Prompt a: Collect every line of the rows below that contains the string "grass".

Reading text:

>> Start

The first few bytes of the SHA256 binary digest are converted to an integer
using little endian encoding, then converted modulo a max value of 1024 to yield
an integer converted to a 4-chars, zero-padded string between 0000 and 1023.
Based on this hashid and the data kind and PURL type, directories are grouped in
one or more Git reposities of a cluster, based on a cluster-defined number of
directories of a type per Git repo.
Example of repo and dir names
With 4 dirs per repo, we get 256 repos, like tehse
purls-npm-0000
npm-0000
npm-0001
npm-0002
npm-0003
purls-npm-0004
npm-0004
npm-0005
npm-0006
npm-0007
purls-npm-0008
npm-0008
... and so on
And with 512 dirs per repo, we get 2 repos:
purls-npm-0000
npm-0000
npm-0001
npm-0002
...
npm-0511
purls-npm-0512
npm-0512
npm-0513
...
npm-1023
Git repos sizing assumptions for each ecosystems
For small ecosystems with few packages, like luarocks or swift, a single Git
repo or a few repos may be enough to store all the data of a kind. There, a
luarocks cluster of repos will have a single Git repo, with 1024 root
directories.
At the other end of the spectrum, a package type with many packages like npm may
need 1024 Git repositories to store all the metadata. In this case a npm cluster
of repos will have 1024 Git repos, each with a single root directory.
We can start with reasonable assumptions wrt. the size of each cluster, as a
number of directory per Git repo and the volume of data we would store in each
using these starting values:
mlflow, pub, rpm, cargo
For instance, say we want a cluster to store all the npm PURLs. As of 2025-10,
npm hosts about 4M unique package names (and roughly 20 versions per name on
average with ~80M updates in total in https://replicate.npmjs.com/). Storing 4M
names takes about 100MB uncompressed. Adding versions would take about 2GB
uncompressed. This means that we can store comfortably all npm PURLs in a single
repository size-wise, but we may want to use more repositories anyway as storing
4M directories and purls.yml files in a single repo will not be a happy event,
so using 32 repos with 32 dirs or 64 repos with 16 dirs may be a better
approach.
See also original post on the approach:
Rebalancing and splitting a DataCluster repos
We can rebalance a cluster, like when we first store the data in a cluster with
a single Git repository for a given PURL type, and later split this repo to more
repos, without loosing the ability to address datafiles directly just knowing a
PURL and without having to rename all the files and directories.
In this design, the directory names are stable and do not change as long as we
keep the default 1024 hash values for the PURL hashid. The only thing that
changes are the repo names when more repos are created from a split, when the
size of a Git repo grows too large.

>> End

Data excerpts:

>> Start

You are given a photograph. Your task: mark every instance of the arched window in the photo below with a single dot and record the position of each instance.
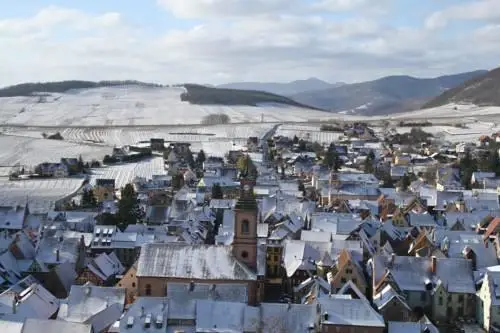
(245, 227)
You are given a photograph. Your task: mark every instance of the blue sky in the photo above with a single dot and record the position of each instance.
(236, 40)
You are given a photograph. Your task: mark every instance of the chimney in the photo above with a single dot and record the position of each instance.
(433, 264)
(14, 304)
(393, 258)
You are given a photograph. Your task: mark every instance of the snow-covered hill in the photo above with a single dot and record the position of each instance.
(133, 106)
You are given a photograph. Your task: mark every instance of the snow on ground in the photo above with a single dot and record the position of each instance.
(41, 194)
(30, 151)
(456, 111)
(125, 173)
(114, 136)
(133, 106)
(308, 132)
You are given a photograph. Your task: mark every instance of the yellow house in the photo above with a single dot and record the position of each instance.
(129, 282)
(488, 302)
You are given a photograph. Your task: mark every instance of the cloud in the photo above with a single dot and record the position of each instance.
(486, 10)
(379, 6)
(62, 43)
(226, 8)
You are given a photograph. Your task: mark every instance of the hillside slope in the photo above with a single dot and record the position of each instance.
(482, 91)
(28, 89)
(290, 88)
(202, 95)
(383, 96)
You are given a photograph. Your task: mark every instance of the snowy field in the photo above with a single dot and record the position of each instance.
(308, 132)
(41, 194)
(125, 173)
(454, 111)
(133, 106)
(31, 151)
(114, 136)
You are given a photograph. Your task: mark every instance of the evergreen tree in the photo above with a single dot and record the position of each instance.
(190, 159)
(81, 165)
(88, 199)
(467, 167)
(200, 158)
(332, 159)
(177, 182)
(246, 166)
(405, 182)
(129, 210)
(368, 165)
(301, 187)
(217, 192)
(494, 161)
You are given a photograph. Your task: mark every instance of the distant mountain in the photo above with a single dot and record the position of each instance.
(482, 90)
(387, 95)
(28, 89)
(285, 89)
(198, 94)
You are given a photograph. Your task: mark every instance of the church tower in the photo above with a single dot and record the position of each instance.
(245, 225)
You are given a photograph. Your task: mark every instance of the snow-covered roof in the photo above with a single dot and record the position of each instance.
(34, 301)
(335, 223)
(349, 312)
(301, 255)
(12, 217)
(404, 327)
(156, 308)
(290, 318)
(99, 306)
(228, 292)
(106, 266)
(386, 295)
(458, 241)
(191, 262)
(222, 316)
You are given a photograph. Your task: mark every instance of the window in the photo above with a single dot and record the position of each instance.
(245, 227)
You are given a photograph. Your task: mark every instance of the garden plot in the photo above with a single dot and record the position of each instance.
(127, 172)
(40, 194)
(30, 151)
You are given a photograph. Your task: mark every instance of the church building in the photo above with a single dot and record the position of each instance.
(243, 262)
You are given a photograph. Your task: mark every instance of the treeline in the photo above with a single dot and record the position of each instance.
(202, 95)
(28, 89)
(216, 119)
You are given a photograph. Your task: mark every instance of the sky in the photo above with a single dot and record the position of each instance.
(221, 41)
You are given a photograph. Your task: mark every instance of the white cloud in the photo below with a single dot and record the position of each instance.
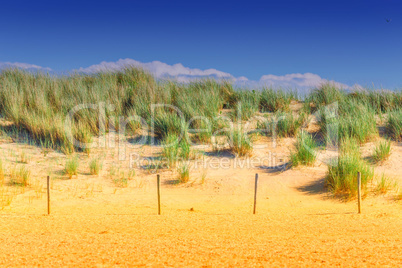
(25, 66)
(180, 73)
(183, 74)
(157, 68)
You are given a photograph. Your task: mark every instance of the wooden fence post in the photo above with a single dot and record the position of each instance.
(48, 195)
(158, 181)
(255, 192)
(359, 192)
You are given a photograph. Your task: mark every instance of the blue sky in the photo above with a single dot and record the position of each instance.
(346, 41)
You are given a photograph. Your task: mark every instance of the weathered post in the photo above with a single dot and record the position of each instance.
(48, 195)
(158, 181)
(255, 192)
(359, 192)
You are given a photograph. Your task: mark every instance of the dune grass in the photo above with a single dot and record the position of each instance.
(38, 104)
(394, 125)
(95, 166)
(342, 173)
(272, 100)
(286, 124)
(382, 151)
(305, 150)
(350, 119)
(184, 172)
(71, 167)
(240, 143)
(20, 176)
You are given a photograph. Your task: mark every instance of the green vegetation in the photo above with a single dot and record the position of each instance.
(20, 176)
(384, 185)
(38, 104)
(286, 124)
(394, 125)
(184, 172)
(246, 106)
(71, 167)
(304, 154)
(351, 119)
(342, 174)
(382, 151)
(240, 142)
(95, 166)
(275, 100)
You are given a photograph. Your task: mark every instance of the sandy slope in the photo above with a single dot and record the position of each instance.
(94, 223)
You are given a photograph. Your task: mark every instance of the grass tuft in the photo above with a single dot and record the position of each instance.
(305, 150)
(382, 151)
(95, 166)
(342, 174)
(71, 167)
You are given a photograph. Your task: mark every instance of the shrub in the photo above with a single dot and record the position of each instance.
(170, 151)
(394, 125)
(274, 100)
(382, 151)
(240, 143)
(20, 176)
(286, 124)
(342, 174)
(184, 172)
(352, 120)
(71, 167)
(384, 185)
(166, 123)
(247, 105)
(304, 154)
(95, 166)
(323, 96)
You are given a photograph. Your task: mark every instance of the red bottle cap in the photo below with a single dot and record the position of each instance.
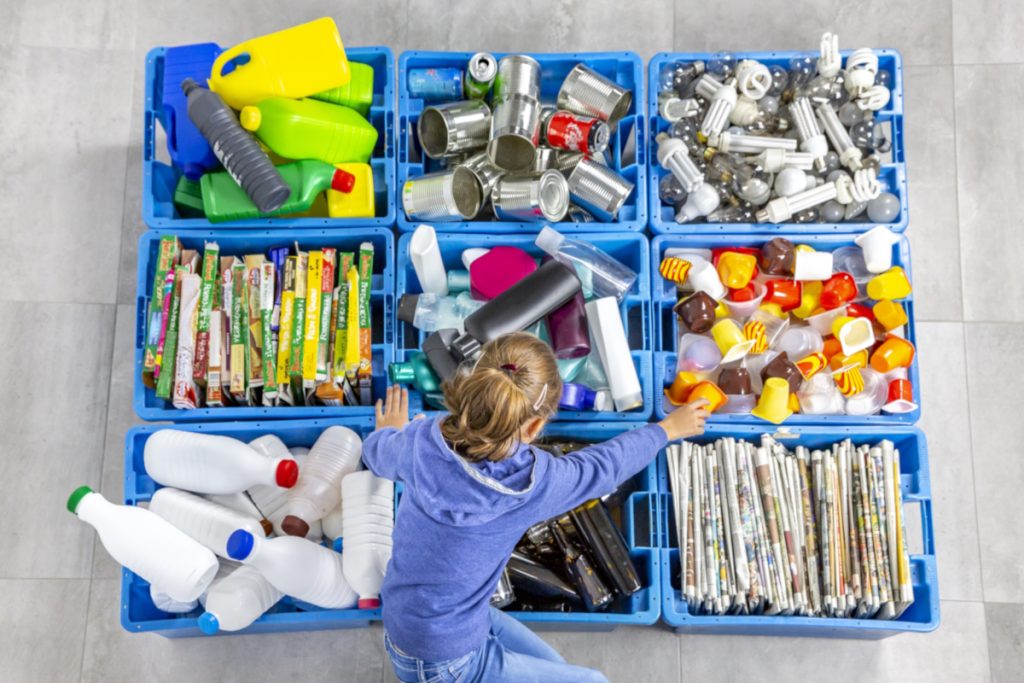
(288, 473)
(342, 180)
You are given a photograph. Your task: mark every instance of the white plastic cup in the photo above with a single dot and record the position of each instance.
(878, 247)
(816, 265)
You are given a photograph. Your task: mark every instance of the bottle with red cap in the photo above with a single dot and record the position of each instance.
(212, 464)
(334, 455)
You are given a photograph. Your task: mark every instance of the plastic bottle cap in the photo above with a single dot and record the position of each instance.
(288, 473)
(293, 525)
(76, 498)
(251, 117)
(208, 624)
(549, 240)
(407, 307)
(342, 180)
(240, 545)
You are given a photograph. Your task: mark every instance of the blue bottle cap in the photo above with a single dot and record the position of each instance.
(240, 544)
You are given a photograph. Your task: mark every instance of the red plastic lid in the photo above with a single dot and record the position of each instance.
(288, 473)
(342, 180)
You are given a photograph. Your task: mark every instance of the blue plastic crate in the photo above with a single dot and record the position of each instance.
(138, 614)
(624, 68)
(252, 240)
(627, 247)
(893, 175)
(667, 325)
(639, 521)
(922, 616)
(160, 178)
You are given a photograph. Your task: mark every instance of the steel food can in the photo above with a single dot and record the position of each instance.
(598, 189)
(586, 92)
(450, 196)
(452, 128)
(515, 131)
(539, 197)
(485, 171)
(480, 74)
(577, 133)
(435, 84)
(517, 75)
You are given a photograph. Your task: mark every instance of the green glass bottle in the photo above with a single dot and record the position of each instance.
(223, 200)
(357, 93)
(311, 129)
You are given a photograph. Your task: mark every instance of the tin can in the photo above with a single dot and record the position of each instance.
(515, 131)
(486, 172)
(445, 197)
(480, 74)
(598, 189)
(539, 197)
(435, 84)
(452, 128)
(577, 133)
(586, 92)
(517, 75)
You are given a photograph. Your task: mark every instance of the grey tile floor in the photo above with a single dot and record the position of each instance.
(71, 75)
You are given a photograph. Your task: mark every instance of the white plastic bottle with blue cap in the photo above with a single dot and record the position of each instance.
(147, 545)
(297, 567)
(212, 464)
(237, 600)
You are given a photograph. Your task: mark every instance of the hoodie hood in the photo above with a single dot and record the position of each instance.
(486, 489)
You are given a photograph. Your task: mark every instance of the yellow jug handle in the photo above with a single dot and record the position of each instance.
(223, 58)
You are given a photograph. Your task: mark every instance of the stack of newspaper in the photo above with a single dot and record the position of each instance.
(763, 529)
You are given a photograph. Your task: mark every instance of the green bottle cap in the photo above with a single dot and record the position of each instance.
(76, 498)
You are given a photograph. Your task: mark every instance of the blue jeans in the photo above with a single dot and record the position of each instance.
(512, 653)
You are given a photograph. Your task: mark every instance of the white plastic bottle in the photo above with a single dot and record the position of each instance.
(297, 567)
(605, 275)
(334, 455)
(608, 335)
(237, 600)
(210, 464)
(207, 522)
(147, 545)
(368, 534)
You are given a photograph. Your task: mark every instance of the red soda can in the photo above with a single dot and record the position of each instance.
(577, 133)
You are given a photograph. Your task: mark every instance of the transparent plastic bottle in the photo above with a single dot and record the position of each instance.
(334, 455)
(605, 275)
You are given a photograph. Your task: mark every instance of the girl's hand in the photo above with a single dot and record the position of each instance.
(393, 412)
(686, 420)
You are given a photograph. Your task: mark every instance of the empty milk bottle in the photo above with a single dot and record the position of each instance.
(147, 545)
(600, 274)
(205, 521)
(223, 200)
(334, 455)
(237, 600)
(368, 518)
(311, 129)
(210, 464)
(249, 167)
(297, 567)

>> End

Prompt b: According to the text on storing PURLs in Git repos, why might all npm PURLs be spread over several repositories even though one repository could hold them?

Task result a:
You are given a photograph. Your task: mark every instance of the dune grass in the photo above with a single dot and record the position of each instance.
You are given a photograph. Your task: mark every instance of the grass tuft in the photo above with a single dot and record the position of each instance.

Task result b: Size is not the issue: the roughly 4M npm names take about 100MB uncompressed, or about 2GB with versions, so a single repository could store them comfortably. But storing 4M directories and purls.yml files in one repo "will not be a happy event." Using 32 repos with 32 dirs or 64 repos with 16 dirs may therefore be a better approach.